#### Problem
Copy the listing again, starting at the line that contains "Localize each brick chimney you can see." and ending with its last line. Put "Mark" wherever "Localize" appears and keep everything else the same.

#### Records provided
"""

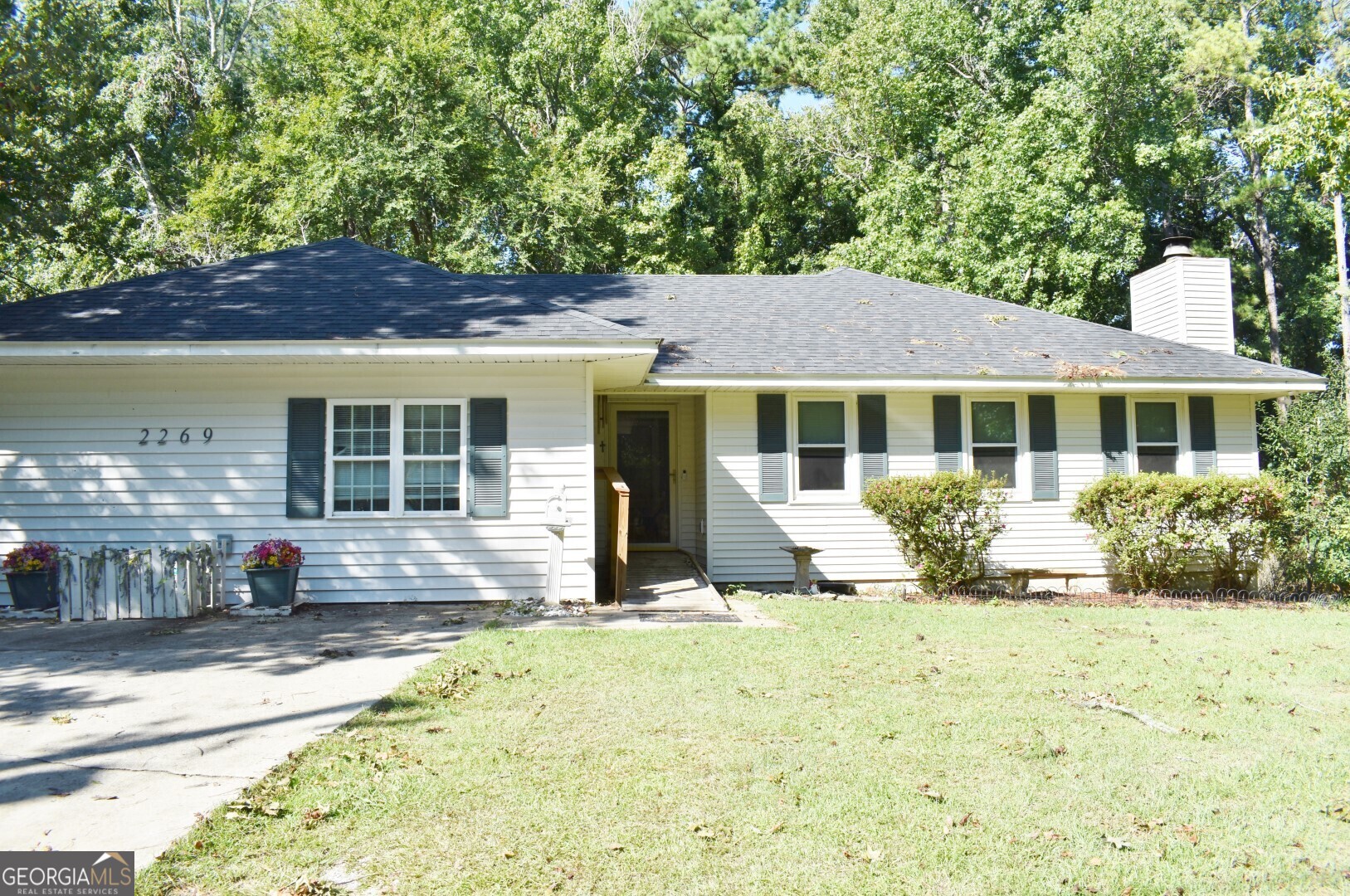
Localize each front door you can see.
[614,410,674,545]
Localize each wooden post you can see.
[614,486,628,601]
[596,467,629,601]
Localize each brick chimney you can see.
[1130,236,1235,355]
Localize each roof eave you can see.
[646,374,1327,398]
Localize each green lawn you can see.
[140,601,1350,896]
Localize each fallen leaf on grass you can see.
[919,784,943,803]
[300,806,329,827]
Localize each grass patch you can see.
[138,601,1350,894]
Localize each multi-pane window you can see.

"""

#### Exercise solution
Mark each brick chimney you can see.
[1130,236,1235,355]
Mark each roof eave you can see.
[646,374,1327,398]
Mark each green lawn you can see.
[140,601,1350,896]
Mark each fallen leaf on grass you can see.
[919,784,943,803]
[300,806,329,827]
Mark each grass patch you can see.
[138,601,1350,894]
Mark each multi-pane window you can see.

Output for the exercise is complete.